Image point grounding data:
+++

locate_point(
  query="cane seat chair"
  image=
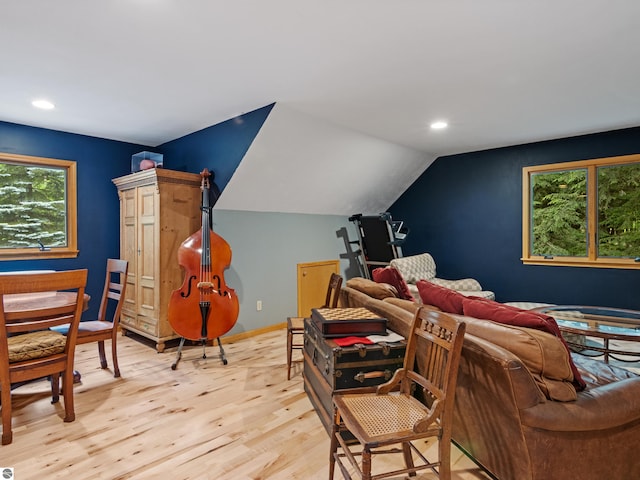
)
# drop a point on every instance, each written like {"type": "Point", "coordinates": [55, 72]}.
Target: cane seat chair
{"type": "Point", "coordinates": [28, 348]}
{"type": "Point", "coordinates": [106, 326]}
{"type": "Point", "coordinates": [409, 407]}
{"type": "Point", "coordinates": [295, 325]}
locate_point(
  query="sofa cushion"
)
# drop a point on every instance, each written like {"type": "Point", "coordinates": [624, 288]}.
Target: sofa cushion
{"type": "Point", "coordinates": [542, 353]}
{"type": "Point", "coordinates": [445, 299]}
{"type": "Point", "coordinates": [391, 276]}
{"type": "Point", "coordinates": [376, 290]}
{"type": "Point", "coordinates": [415, 267]}
{"type": "Point", "coordinates": [498, 312]}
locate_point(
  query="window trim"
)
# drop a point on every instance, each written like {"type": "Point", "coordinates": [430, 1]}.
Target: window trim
{"type": "Point", "coordinates": [71, 249]}
{"type": "Point", "coordinates": [592, 259]}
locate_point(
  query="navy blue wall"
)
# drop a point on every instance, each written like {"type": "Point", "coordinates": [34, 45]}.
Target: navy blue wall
{"type": "Point", "coordinates": [466, 210]}
{"type": "Point", "coordinates": [98, 161]}
{"type": "Point", "coordinates": [220, 148]}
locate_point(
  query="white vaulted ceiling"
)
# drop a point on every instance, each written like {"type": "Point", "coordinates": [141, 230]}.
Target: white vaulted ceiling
{"type": "Point", "coordinates": [500, 72]}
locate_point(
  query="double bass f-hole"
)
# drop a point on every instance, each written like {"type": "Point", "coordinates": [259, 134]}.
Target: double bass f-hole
{"type": "Point", "coordinates": [211, 287]}
{"type": "Point", "coordinates": [191, 279]}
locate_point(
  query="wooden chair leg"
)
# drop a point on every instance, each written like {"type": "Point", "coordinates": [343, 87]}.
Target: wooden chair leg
{"type": "Point", "coordinates": [103, 358]}
{"type": "Point", "coordinates": [289, 352]}
{"type": "Point", "coordinates": [7, 434]}
{"type": "Point", "coordinates": [55, 388]}
{"type": "Point", "coordinates": [332, 451]}
{"type": "Point", "coordinates": [408, 458]}
{"type": "Point", "coordinates": [366, 463]}
{"type": "Point", "coordinates": [444, 451]}
{"type": "Point", "coordinates": [67, 392]}
{"type": "Point", "coordinates": [114, 354]}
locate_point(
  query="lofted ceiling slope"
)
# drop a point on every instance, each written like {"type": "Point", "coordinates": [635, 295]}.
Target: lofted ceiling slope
{"type": "Point", "coordinates": [501, 73]}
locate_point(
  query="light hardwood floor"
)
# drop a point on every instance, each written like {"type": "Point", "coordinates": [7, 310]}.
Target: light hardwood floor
{"type": "Point", "coordinates": [204, 420]}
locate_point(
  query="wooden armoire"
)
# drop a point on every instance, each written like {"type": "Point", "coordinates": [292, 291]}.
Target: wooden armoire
{"type": "Point", "coordinates": [159, 209]}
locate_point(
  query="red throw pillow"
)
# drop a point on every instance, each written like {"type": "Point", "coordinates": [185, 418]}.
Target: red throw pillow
{"type": "Point", "coordinates": [393, 277]}
{"type": "Point", "coordinates": [445, 299]}
{"type": "Point", "coordinates": [508, 315]}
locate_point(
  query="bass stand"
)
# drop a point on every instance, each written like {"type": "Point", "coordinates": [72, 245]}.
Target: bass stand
{"type": "Point", "coordinates": [203, 341]}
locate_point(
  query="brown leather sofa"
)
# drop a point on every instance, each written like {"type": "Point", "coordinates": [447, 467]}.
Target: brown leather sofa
{"type": "Point", "coordinates": [504, 418]}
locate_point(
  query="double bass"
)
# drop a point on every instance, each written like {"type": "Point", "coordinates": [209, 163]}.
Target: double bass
{"type": "Point", "coordinates": [204, 307]}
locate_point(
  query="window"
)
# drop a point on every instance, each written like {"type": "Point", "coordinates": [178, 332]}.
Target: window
{"type": "Point", "coordinates": [584, 213]}
{"type": "Point", "coordinates": [37, 208]}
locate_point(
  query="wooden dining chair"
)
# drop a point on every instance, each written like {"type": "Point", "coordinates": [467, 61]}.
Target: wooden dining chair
{"type": "Point", "coordinates": [295, 325]}
{"type": "Point", "coordinates": [106, 326]}
{"type": "Point", "coordinates": [409, 407]}
{"type": "Point", "coordinates": [28, 348]}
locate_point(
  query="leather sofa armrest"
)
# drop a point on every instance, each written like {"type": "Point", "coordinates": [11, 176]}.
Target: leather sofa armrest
{"type": "Point", "coordinates": [600, 408]}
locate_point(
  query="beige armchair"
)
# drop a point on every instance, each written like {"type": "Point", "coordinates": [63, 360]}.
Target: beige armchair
{"type": "Point", "coordinates": [423, 267]}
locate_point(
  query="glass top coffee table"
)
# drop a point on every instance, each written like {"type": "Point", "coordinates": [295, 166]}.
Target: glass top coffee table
{"type": "Point", "coordinates": [602, 323]}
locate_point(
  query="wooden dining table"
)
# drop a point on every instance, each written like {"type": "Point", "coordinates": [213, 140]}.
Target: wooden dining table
{"type": "Point", "coordinates": [23, 306]}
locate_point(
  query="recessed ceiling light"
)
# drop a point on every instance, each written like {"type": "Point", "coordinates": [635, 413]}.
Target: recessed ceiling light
{"type": "Point", "coordinates": [43, 104]}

+++

WHAT IS REQUIRED ▸
Nothing but the records, restated word for word and stripped of images, belongs in the answer.

RESPONSE ▸
locate_point(
  query="cane seat chair"
  image=
)
# drop a point on every instance, each written like {"type": "Point", "coordinates": [55, 72]}.
Target: cane seat chair
{"type": "Point", "coordinates": [28, 348]}
{"type": "Point", "coordinates": [106, 326]}
{"type": "Point", "coordinates": [409, 407]}
{"type": "Point", "coordinates": [295, 325]}
locate_point(
  query="sofa cushion"
)
# drop a point on every instance, each written like {"type": "Point", "coordinates": [624, 288]}.
Target: sofa cushion
{"type": "Point", "coordinates": [542, 353]}
{"type": "Point", "coordinates": [445, 299]}
{"type": "Point", "coordinates": [391, 276]}
{"type": "Point", "coordinates": [376, 290]}
{"type": "Point", "coordinates": [415, 267]}
{"type": "Point", "coordinates": [498, 312]}
locate_point(
  query="window trim"
)
# drop a point on every instance, each written like {"type": "Point", "coordinates": [430, 1]}.
Target: window trim
{"type": "Point", "coordinates": [71, 249]}
{"type": "Point", "coordinates": [592, 259]}
locate_point(
  query="navy blue wall"
)
# drop a point on every instance, each written like {"type": "Point", "coordinates": [34, 45]}.
Target: navy blue wall
{"type": "Point", "coordinates": [466, 210]}
{"type": "Point", "coordinates": [98, 161]}
{"type": "Point", "coordinates": [220, 148]}
locate_point(
  query="white vaulted ceiling"
)
# drop a point on every instance, each written like {"type": "Point", "coordinates": [141, 230]}.
Target: white vaulted ceiling
{"type": "Point", "coordinates": [500, 72]}
locate_point(
  query="double bass f-hole"
)
# drop a point on every instance, each written like {"type": "Point", "coordinates": [259, 134]}.
Target: double bass f-hole
{"type": "Point", "coordinates": [211, 287]}
{"type": "Point", "coordinates": [191, 279]}
locate_point(
  query="wooden chair leg"
)
# drop a point on every instance, each written like {"type": "Point", "coordinates": [343, 87]}.
Target: wooden chair leg
{"type": "Point", "coordinates": [103, 358]}
{"type": "Point", "coordinates": [289, 352]}
{"type": "Point", "coordinates": [7, 434]}
{"type": "Point", "coordinates": [55, 388]}
{"type": "Point", "coordinates": [332, 451]}
{"type": "Point", "coordinates": [408, 458]}
{"type": "Point", "coordinates": [366, 463]}
{"type": "Point", "coordinates": [444, 451]}
{"type": "Point", "coordinates": [67, 392]}
{"type": "Point", "coordinates": [114, 354]}
locate_point(
  query="lofted ceiling slope"
)
# drop a point on every instance, each written like {"type": "Point", "coordinates": [635, 295]}.
Target: lofted ceiling slope
{"type": "Point", "coordinates": [501, 73]}
locate_point(
  query="light hardwood floor"
)
# drop a point on every instance, each written like {"type": "Point", "coordinates": [7, 310]}.
Target: light hardwood floor
{"type": "Point", "coordinates": [204, 420]}
locate_point(
  query="wooden armoire"
)
# drop a point on every instance, each written like {"type": "Point", "coordinates": [292, 291]}.
Target: wooden armoire
{"type": "Point", "coordinates": [159, 209]}
locate_point(
  query="red throw pillow"
)
# drop a point on every instance, each written like {"type": "Point", "coordinates": [185, 418]}.
Target: red throw pillow
{"type": "Point", "coordinates": [393, 277]}
{"type": "Point", "coordinates": [445, 299]}
{"type": "Point", "coordinates": [508, 315]}
locate_point(
  query="bass stand"
)
# drop a point on every instance, each written like {"type": "Point", "coordinates": [72, 245]}.
Target: bass stand
{"type": "Point", "coordinates": [203, 341]}
locate_point(
  query="brown leather sofa"
)
# drop a point on every instance, each written like {"type": "Point", "coordinates": [447, 467]}.
Target: brown leather sofa
{"type": "Point", "coordinates": [504, 418]}
locate_point(
  query="double bass"
)
# drop a point on every instance, each written like {"type": "Point", "coordinates": [209, 163]}.
Target: double bass
{"type": "Point", "coordinates": [204, 307]}
locate_point(
  query="window"
)
# drop a point on every instance, each written like {"type": "Point", "coordinates": [178, 332]}.
Target: window
{"type": "Point", "coordinates": [584, 213]}
{"type": "Point", "coordinates": [37, 208]}
locate_point(
  query="wooden dining chair"
)
# drop a point on every instance, each written like {"type": "Point", "coordinates": [467, 61]}.
Target: wooden dining chair
{"type": "Point", "coordinates": [295, 325]}
{"type": "Point", "coordinates": [106, 326]}
{"type": "Point", "coordinates": [409, 407]}
{"type": "Point", "coordinates": [28, 348]}
locate_point(
  query="leather sofa armrest"
)
# drop a point on every instance, each written like {"type": "Point", "coordinates": [11, 176]}.
Target: leather sofa armrest
{"type": "Point", "coordinates": [600, 408]}
locate_point(
  query="beige armchair"
)
# drop a point on every instance, each written like {"type": "Point", "coordinates": [63, 360]}.
Target: beige armchair
{"type": "Point", "coordinates": [423, 267]}
locate_point(
  query="glass top coffee table"
)
# drop a point on every instance, each written like {"type": "Point", "coordinates": [295, 166]}.
Target: glass top coffee table
{"type": "Point", "coordinates": [602, 323]}
locate_point(
  query="wooden dining table"
)
# drop a point on every instance, each written like {"type": "Point", "coordinates": [213, 140]}.
Target: wooden dining table
{"type": "Point", "coordinates": [23, 306]}
locate_point(
  query="recessed ceiling light"
)
# drop a point on every instance, each written like {"type": "Point", "coordinates": [635, 413]}.
Target: recessed ceiling light
{"type": "Point", "coordinates": [43, 104]}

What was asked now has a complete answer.